Only the text carries over: repeat the records exactly and drop the images.

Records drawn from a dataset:

■ ■ ■ ■ ■

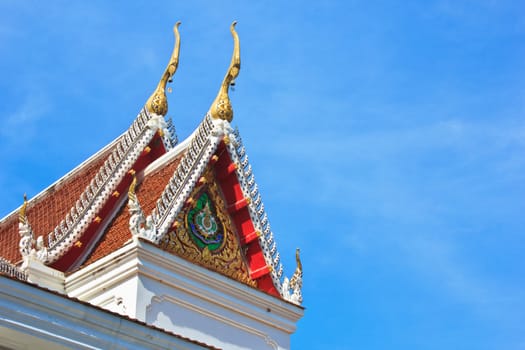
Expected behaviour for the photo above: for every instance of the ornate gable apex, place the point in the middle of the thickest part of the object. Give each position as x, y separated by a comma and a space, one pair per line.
72, 237
215, 147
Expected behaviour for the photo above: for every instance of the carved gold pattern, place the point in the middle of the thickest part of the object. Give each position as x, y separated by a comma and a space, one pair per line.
158, 102
221, 107
226, 260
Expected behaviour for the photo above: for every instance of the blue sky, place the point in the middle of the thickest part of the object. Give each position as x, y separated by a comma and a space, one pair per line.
387, 138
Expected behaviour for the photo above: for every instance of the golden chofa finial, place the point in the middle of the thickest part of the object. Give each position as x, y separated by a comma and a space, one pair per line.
22, 213
158, 102
221, 107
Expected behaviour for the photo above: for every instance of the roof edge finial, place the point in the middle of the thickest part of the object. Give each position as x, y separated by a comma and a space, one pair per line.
221, 107
22, 218
158, 103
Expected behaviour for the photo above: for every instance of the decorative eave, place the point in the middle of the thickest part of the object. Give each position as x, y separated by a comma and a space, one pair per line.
213, 132
109, 179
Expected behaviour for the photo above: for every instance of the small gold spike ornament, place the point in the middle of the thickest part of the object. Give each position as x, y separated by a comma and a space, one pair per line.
221, 108
22, 214
158, 102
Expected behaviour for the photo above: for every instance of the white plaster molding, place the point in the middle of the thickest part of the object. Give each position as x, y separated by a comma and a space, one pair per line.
124, 155
256, 209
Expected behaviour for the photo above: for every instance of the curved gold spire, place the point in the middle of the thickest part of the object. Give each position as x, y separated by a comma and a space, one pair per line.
158, 102
131, 191
22, 213
221, 107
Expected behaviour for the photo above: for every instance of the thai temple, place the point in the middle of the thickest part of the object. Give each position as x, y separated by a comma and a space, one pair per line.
151, 243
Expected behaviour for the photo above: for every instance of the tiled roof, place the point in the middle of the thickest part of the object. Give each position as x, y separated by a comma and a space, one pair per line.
147, 191
46, 210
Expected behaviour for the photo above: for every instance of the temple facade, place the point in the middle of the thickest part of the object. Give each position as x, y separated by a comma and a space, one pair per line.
150, 243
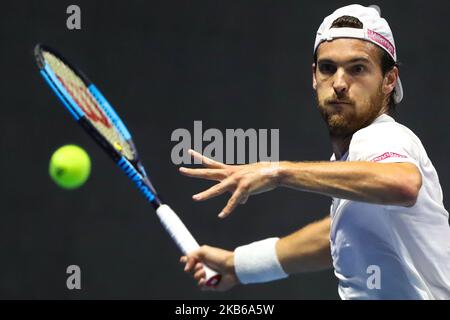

■ ■ ■ ■ ■

## SOLVED PROBLEM
Expected behaviour for the photo above: for every instance of the ornate gable apex, place the point in the middle of the thickest part of the object. Give each position as x, y separated by a comma and a space, one pair per line.
72, 237
215, 147
Expected behaviour for the photo above: for every instance of the carved gold pattern, place the point in the middle of the thickest part of the object. Give each position as x, y separated by a comma and a space, one pair per line.
158, 102
221, 107
226, 260
Expected behaviour for the photo above: for every instance of the blue sky, place the point in the middle of the thickest part of the object. Give each position as x, y separated by a comma and a space, one pair per line.
387, 138
Expected behaviour for the photo above: for every instance of the golden chofa finial, place the point in the middle of the thickest part of the object. Give each position as x, y separated by a comma and a space, one pair per line.
22, 213
158, 102
221, 107
Expected behaviour for the photo above: for every instance of the roof edge finial, place the point in the middle of the thickest part of the object. Give each position as x, y separated by a comma and a space, one pair per line.
221, 107
22, 218
158, 103
Expected behaviour for the photo above: for every instance of the decorative eave, place the point in the middle of the thickest part of the object. Give each position as x, y separated by a comma and a space, one pair per line.
213, 132
109, 179
Expected behaviour for the photo above: for every instance of the small gold spike ornament, place the point in the middle of the thickest part of the object. Give each position as x, y separated by a comma and a space, one pair per line.
221, 108
22, 214
158, 102
Expected behaviour for the photo above: for every instance of the white plaster molding, place the point in the middle of the thickest part of the object. Give each position as x, y separated by a comma and a space, one pair per line.
124, 155
256, 209
Expected behaviour for the photo above: for every instance of the curved gold spire, place the point in the middle of the thickest part of the object. Give each position as x, y separated by a comma and a space, one pair per line.
158, 102
131, 191
22, 213
221, 107
Expected behaviour for the photo above: for every instance of the thai temple, place the point in the middle of the thickest part of the object. Give each position as x, y separated by a comma and a space, one pair per line.
151, 243
Expected behaviour for the photo above: for every instance of the tiled roof, place the point in the middle of the thickest part of the object. Give each position as x, y separated by a comma and a space, one pair per line.
147, 191
46, 210
Expected behaviour for the photo above: for every instance of the temple facade, place the point in the middle of the thickest part of the object. Give each position as x, y separated by a comma and a space, one pair per line.
150, 243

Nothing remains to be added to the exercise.